Switch "drop" to "place" in the lines from the one containing "A note for the class: find the leaf tip" through the one containing "<point>162,86</point>", and write out only those lines again with nothing else altered.

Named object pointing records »
****************************************

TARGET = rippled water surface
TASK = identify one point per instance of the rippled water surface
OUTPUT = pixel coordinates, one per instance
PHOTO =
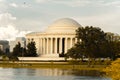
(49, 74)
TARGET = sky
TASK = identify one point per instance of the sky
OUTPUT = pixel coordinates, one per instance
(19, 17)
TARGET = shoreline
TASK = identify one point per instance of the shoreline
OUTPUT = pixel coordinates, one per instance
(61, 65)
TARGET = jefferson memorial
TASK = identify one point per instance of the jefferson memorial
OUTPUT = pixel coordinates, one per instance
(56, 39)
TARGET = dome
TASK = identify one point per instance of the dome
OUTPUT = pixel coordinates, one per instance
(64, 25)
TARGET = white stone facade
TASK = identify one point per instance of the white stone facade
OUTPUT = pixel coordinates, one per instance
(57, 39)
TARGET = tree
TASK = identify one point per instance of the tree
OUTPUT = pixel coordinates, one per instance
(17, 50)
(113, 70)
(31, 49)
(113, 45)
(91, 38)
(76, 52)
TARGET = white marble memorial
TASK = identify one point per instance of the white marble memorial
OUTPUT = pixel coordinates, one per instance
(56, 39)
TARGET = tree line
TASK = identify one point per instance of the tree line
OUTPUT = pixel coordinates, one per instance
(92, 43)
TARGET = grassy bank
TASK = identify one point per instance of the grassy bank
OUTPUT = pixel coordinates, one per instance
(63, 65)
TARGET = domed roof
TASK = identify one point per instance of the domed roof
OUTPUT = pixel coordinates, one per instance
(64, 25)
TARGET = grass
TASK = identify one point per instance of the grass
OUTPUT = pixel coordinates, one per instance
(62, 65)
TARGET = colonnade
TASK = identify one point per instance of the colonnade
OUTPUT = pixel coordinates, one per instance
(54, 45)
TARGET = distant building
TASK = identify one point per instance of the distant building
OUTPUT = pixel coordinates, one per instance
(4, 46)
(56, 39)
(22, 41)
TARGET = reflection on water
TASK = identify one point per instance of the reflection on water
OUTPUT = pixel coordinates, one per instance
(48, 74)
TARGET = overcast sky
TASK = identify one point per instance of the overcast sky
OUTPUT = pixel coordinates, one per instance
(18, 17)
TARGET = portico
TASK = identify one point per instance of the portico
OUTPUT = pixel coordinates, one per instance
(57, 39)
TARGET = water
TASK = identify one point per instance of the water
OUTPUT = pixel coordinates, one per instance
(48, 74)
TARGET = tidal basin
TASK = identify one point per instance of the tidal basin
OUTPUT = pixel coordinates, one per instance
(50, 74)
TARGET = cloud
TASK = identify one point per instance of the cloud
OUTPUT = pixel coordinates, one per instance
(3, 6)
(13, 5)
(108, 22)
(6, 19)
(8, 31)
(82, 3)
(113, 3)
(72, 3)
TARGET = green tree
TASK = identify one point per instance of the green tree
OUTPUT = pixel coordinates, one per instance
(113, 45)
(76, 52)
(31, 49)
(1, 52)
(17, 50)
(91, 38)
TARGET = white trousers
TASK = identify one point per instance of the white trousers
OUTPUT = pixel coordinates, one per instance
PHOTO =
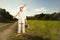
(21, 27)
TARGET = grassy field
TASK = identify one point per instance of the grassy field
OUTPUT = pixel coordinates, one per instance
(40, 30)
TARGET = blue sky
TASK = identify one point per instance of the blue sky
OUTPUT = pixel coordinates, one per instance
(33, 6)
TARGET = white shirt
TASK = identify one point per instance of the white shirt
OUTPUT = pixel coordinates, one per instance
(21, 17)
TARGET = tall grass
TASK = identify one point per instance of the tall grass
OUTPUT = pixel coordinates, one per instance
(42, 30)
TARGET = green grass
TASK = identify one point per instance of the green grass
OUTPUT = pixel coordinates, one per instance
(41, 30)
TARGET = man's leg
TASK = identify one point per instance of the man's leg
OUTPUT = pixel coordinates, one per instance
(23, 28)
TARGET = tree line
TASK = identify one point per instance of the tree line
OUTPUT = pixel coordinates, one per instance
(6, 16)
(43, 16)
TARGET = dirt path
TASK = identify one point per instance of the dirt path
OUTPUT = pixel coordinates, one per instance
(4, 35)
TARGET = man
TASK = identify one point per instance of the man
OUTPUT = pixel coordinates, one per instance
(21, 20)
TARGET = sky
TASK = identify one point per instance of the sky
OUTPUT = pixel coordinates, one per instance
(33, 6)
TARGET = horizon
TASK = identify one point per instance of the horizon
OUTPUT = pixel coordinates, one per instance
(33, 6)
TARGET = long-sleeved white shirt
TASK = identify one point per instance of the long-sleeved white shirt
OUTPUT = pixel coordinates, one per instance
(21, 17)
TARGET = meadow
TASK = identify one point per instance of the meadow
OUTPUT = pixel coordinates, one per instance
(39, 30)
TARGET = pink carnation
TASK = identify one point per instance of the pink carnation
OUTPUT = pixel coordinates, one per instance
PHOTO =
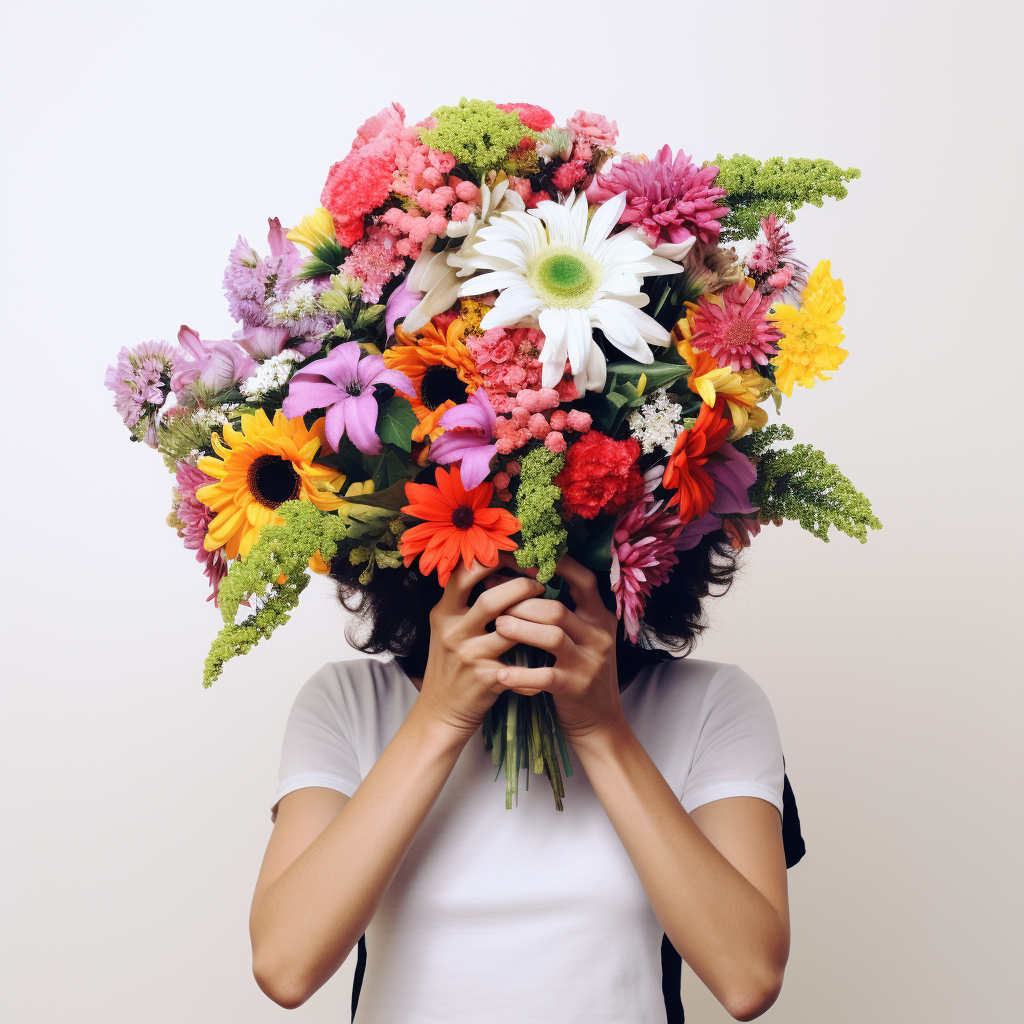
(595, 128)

****************************************

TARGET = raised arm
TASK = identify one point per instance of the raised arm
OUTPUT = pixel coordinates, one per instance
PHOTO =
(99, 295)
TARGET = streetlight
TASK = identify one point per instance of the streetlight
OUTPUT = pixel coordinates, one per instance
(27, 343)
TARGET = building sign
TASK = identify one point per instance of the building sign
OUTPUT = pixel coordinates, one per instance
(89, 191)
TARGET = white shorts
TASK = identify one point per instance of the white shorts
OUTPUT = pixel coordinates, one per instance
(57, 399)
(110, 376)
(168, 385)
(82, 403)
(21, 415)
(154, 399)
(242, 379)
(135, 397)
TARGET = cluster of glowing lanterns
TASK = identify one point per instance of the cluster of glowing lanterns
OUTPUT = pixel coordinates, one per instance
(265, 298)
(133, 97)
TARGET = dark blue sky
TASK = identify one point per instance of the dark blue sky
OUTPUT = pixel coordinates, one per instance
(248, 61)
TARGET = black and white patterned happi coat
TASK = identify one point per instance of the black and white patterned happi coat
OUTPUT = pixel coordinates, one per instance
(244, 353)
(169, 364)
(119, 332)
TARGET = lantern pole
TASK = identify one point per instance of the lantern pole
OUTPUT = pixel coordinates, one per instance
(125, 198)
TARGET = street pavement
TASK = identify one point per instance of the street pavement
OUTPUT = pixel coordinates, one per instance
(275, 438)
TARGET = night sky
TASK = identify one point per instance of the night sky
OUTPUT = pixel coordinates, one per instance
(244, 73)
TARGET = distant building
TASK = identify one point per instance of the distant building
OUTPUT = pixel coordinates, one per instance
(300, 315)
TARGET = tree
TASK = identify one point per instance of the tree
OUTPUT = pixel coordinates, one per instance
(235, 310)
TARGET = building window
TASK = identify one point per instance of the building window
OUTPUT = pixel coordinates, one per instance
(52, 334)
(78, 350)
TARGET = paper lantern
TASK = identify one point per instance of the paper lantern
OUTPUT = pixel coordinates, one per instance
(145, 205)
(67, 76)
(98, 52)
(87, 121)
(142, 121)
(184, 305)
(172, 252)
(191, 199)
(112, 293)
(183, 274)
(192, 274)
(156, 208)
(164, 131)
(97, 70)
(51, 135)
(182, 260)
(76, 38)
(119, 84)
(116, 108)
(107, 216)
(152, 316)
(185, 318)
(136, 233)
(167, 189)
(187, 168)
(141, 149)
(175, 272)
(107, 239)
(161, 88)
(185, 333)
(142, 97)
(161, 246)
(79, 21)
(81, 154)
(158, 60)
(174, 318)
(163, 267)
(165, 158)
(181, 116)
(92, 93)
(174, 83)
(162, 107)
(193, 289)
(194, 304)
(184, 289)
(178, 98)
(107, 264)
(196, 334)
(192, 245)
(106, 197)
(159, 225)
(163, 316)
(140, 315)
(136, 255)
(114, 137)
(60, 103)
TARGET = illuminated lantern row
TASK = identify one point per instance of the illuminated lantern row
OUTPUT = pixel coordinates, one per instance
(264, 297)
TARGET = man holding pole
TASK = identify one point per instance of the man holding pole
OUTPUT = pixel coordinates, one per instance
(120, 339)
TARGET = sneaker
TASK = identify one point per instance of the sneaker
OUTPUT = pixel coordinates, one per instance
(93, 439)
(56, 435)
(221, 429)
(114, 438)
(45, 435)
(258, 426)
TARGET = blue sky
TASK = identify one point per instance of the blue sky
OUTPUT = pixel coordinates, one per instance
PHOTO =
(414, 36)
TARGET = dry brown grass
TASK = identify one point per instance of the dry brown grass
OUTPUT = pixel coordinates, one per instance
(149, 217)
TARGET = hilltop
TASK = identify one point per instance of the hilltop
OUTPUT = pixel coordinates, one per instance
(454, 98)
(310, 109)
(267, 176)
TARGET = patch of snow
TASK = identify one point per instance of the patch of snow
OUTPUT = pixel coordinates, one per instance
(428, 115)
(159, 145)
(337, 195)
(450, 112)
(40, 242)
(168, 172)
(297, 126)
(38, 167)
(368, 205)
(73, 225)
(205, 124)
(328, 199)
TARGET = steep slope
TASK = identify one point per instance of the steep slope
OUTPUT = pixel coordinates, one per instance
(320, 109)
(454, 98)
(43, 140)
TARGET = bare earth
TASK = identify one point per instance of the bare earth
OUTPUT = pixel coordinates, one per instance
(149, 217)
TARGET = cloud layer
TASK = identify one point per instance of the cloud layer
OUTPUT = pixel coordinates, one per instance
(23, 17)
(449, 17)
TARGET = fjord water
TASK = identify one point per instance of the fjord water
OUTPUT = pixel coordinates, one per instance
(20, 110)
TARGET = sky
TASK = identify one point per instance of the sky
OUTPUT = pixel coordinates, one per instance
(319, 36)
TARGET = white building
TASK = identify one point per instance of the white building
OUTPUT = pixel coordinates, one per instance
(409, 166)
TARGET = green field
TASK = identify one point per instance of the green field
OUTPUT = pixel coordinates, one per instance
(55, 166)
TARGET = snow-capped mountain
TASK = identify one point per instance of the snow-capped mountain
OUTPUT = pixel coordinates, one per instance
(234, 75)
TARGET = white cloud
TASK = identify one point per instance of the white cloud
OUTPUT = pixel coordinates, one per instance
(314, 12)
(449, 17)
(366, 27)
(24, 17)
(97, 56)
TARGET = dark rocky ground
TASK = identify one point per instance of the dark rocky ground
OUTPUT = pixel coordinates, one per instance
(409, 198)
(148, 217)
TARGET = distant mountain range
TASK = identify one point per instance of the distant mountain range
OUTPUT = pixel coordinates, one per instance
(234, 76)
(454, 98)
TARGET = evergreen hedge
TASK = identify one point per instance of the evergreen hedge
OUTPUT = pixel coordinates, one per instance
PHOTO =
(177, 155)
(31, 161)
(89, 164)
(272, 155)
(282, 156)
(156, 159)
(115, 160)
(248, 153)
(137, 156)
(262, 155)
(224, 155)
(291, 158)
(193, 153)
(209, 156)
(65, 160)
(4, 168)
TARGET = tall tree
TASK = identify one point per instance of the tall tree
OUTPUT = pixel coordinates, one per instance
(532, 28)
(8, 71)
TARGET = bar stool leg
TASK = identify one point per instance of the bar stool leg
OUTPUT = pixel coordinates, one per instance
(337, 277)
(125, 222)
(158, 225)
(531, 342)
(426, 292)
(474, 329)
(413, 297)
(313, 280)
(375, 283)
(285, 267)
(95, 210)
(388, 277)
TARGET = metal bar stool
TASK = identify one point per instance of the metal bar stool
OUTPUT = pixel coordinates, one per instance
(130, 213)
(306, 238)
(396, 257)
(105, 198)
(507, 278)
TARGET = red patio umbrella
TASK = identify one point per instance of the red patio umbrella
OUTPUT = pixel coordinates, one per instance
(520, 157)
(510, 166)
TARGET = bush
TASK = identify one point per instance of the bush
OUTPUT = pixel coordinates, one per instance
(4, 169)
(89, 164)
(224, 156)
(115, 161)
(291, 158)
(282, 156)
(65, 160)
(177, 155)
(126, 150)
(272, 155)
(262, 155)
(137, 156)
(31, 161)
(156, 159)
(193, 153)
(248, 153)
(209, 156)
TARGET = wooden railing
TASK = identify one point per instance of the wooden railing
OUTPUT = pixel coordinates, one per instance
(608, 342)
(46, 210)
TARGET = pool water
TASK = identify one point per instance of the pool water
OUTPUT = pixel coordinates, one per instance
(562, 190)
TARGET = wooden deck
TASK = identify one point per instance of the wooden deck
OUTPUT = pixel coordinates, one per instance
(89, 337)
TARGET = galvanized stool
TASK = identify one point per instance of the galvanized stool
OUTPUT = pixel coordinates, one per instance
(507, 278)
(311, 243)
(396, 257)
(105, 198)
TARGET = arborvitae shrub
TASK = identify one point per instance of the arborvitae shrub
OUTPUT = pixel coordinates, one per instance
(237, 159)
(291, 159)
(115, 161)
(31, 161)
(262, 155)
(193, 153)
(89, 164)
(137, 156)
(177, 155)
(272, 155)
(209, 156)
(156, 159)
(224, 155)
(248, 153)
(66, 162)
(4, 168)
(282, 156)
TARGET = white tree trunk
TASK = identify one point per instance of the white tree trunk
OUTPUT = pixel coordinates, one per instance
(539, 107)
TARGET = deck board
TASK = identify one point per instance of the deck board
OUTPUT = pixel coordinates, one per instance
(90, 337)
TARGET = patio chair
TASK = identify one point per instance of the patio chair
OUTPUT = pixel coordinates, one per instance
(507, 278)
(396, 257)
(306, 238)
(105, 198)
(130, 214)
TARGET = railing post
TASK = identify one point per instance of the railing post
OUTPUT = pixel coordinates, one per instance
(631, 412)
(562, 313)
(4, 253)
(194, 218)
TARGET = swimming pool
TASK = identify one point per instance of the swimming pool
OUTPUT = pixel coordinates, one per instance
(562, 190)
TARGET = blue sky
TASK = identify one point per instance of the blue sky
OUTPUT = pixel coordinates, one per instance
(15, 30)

****************************************

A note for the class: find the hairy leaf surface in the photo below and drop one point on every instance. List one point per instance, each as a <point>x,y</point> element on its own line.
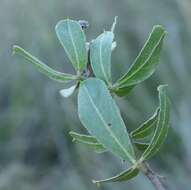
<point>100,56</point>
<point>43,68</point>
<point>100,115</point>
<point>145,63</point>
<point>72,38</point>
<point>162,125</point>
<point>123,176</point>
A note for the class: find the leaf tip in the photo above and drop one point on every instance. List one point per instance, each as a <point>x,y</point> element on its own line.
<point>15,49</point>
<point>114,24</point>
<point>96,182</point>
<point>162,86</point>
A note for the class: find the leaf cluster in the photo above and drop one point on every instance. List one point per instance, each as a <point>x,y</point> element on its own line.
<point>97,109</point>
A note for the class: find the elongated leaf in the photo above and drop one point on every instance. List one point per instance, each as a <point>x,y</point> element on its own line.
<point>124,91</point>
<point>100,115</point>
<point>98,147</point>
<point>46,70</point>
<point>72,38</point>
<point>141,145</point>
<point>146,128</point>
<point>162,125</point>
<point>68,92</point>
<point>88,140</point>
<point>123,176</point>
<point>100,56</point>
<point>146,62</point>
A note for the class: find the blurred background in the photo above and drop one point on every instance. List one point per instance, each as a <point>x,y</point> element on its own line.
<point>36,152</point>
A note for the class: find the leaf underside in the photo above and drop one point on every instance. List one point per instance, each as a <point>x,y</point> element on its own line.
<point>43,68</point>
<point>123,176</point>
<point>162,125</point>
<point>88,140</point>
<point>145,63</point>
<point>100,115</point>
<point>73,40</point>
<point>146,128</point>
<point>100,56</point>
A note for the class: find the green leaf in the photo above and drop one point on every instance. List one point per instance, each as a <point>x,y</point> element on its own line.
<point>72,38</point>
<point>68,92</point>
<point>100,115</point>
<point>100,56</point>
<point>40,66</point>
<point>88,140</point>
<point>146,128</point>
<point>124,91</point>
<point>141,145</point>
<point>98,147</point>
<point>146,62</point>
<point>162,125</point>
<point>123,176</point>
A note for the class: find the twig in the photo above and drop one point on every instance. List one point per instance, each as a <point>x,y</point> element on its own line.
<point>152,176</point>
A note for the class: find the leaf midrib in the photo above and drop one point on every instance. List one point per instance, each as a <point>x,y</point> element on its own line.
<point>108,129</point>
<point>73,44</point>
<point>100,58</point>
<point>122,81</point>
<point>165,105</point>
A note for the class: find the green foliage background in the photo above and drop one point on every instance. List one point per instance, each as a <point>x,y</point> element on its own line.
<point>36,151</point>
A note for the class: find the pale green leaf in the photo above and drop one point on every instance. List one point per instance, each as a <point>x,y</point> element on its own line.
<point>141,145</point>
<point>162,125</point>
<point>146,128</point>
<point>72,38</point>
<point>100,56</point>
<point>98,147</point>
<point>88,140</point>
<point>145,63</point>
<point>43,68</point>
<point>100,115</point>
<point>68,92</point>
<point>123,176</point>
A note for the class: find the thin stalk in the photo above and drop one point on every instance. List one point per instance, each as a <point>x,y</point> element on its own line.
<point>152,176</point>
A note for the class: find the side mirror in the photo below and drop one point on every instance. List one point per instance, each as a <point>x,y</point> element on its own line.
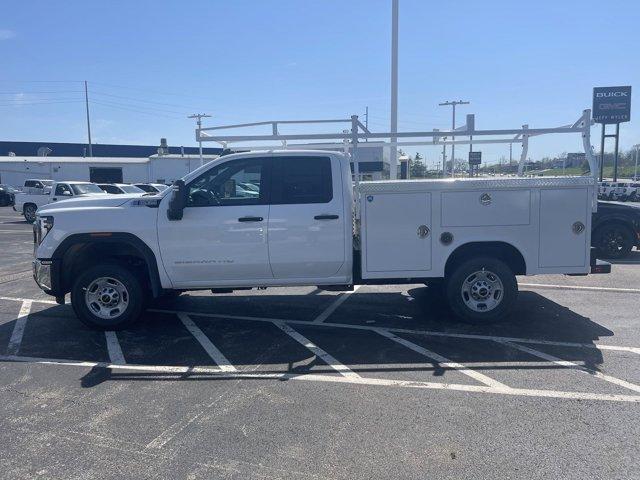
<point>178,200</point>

****************************************

OUTPUT FOR THIS TASK »
A note for the class: find the leaf tip in the photo above and place one point on every instance. List one point per instance, each as a <point>x,y</point> element on its own line.
<point>15,49</point>
<point>114,24</point>
<point>96,182</point>
<point>162,86</point>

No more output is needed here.